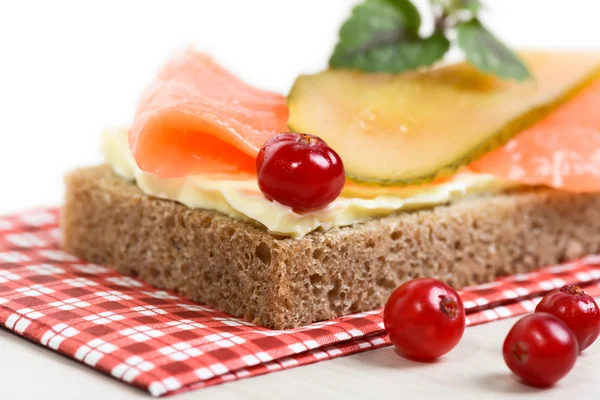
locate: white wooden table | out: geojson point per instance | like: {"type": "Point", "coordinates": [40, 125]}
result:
{"type": "Point", "coordinates": [71, 68]}
{"type": "Point", "coordinates": [474, 370]}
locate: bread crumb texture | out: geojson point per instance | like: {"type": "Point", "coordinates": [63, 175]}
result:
{"type": "Point", "coordinates": [279, 282]}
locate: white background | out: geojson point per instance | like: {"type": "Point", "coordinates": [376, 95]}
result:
{"type": "Point", "coordinates": [68, 69]}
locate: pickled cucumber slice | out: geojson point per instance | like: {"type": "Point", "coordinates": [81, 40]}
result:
{"type": "Point", "coordinates": [418, 126]}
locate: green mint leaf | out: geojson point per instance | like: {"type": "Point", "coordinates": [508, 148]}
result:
{"type": "Point", "coordinates": [373, 25]}
{"type": "Point", "coordinates": [472, 5]}
{"type": "Point", "coordinates": [488, 54]}
{"type": "Point", "coordinates": [400, 57]}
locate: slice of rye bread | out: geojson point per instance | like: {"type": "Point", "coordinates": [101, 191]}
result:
{"type": "Point", "coordinates": [278, 282]}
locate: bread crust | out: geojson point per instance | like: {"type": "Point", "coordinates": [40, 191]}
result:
{"type": "Point", "coordinates": [279, 282]}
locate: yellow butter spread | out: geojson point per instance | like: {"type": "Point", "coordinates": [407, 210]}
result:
{"type": "Point", "coordinates": [243, 200]}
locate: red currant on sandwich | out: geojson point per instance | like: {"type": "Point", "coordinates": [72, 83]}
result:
{"type": "Point", "coordinates": [576, 309]}
{"type": "Point", "coordinates": [540, 349]}
{"type": "Point", "coordinates": [424, 318]}
{"type": "Point", "coordinates": [300, 171]}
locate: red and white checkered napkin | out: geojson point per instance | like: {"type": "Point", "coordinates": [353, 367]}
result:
{"type": "Point", "coordinates": [162, 343]}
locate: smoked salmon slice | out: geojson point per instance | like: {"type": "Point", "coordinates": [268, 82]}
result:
{"type": "Point", "coordinates": [196, 118]}
{"type": "Point", "coordinates": [561, 151]}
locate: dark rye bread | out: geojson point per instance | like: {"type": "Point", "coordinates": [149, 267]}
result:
{"type": "Point", "coordinates": [279, 282]}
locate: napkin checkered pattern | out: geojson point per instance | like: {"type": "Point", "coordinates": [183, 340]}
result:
{"type": "Point", "coordinates": [164, 344]}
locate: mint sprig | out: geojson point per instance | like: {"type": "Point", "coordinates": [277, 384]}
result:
{"type": "Point", "coordinates": [383, 36]}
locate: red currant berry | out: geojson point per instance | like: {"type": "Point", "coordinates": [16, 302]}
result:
{"type": "Point", "coordinates": [424, 318]}
{"type": "Point", "coordinates": [540, 349]}
{"type": "Point", "coordinates": [300, 171]}
{"type": "Point", "coordinates": [576, 309]}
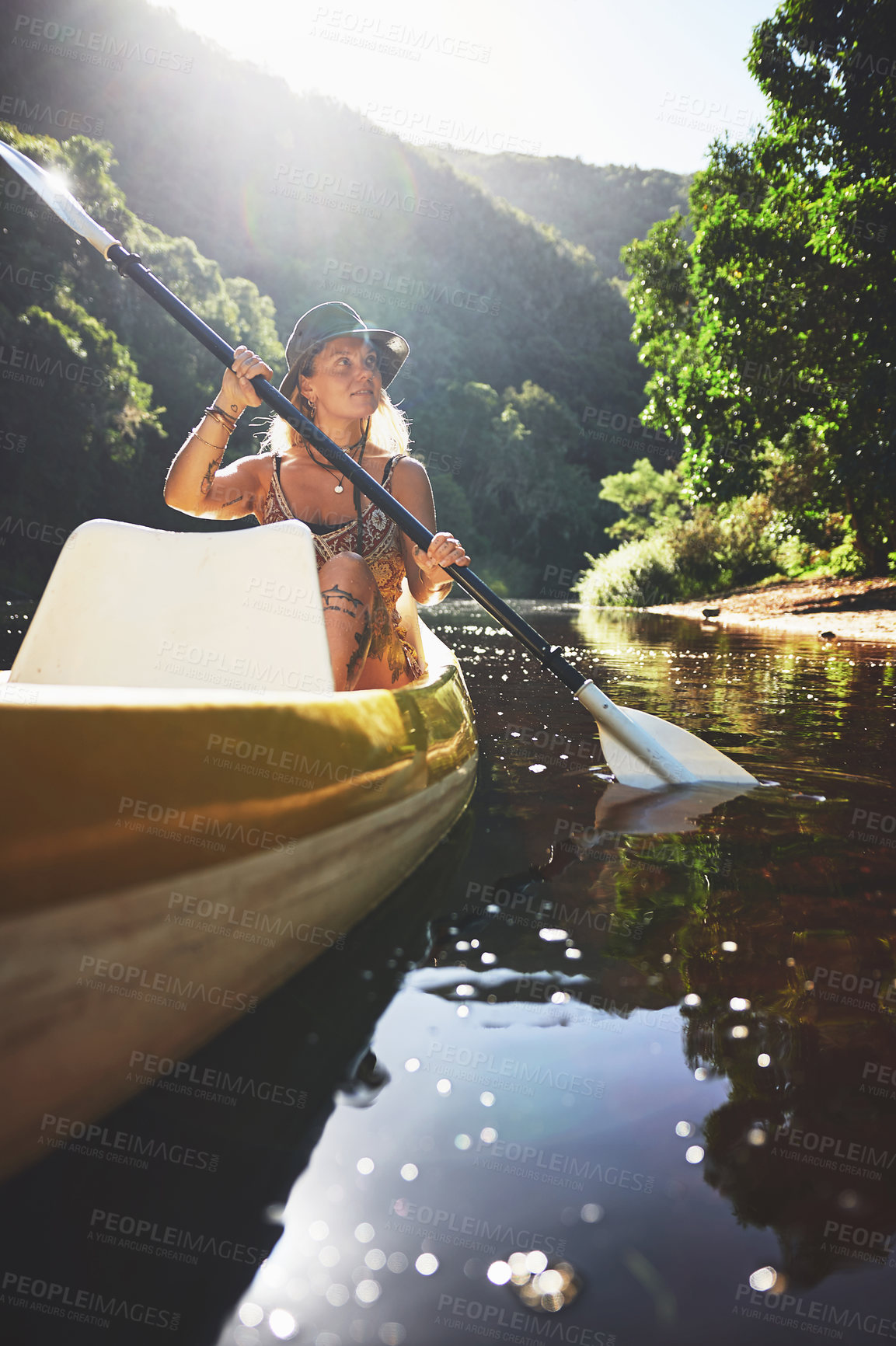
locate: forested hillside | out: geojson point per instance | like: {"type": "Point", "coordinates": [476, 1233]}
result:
{"type": "Point", "coordinates": [211, 170]}
{"type": "Point", "coordinates": [601, 207]}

=== BRIEF ===
Quote the material in full and exactly; do not carry over its pictures.

=== RESULT OF THE TASK ===
locate: white wooden table | out: geojson point per instance | like: {"type": "Point", "coordinates": [40, 125]}
result:
{"type": "Point", "coordinates": [71, 68]}
{"type": "Point", "coordinates": [474, 370]}
locate: bread crumb texture | out: geojson point per instance | like: {"type": "Point", "coordinates": [63, 175]}
result:
{"type": "Point", "coordinates": [279, 282]}
locate: white background | out: geojson point per instance | like: {"type": "Point", "coordinates": [376, 95]}
result:
{"type": "Point", "coordinates": [68, 69]}
locate: pickled cucumber slice | out: geojson point per instance | like: {"type": "Point", "coordinates": [81, 40]}
result:
{"type": "Point", "coordinates": [418, 126]}
locate: green mint leaf | out: geojson point per instance | like: {"type": "Point", "coordinates": [508, 148]}
result:
{"type": "Point", "coordinates": [373, 25]}
{"type": "Point", "coordinates": [472, 5]}
{"type": "Point", "coordinates": [488, 54]}
{"type": "Point", "coordinates": [400, 57]}
locate: slice of rye bread | out: geojson point per instance | like: {"type": "Point", "coordinates": [101, 191]}
result:
{"type": "Point", "coordinates": [278, 282]}
locate: bread crust | out: geojson point per instance | like: {"type": "Point", "coordinates": [40, 191]}
result:
{"type": "Point", "coordinates": [279, 282]}
locate: yellow butter spread | out: geojson point per instance | like: {"type": "Point", "coordinates": [407, 210]}
result:
{"type": "Point", "coordinates": [243, 200]}
locate: red currant on sandwich | out: geojson point per instance | like: {"type": "Point", "coordinates": [72, 83]}
result:
{"type": "Point", "coordinates": [576, 309]}
{"type": "Point", "coordinates": [540, 349]}
{"type": "Point", "coordinates": [424, 318]}
{"type": "Point", "coordinates": [300, 171]}
locate: red and white checkered napkin | out: geojson point per instance | like: {"type": "Point", "coordinates": [353, 367]}
result:
{"type": "Point", "coordinates": [162, 343]}
locate: smoked salmon slice | out: geojson point per instance | like: {"type": "Point", "coordinates": [268, 82]}
result:
{"type": "Point", "coordinates": [196, 118]}
{"type": "Point", "coordinates": [561, 151]}
locate: dark rye bread | out: geojson point per instance | like: {"type": "Point", "coordinates": [149, 267]}
result:
{"type": "Point", "coordinates": [279, 282]}
locate: napkin checkered pattern | out: geojson point per instance | like: {"type": "Point", "coordinates": [183, 340]}
result:
{"type": "Point", "coordinates": [164, 344]}
locate: mint sprig | out: geojson point per instance | like: {"type": "Point", "coordinates": [277, 384]}
result:
{"type": "Point", "coordinates": [383, 36]}
locate: red currant berry | out: geojson point per instance | like: {"type": "Point", "coordinates": [16, 302]}
result:
{"type": "Point", "coordinates": [424, 318]}
{"type": "Point", "coordinates": [540, 349]}
{"type": "Point", "coordinates": [300, 171]}
{"type": "Point", "coordinates": [576, 309]}
locate: forested hillside | out: geojson point per instance | like: {"type": "Point", "coordinates": [476, 1233]}
result:
{"type": "Point", "coordinates": [211, 170]}
{"type": "Point", "coordinates": [601, 207]}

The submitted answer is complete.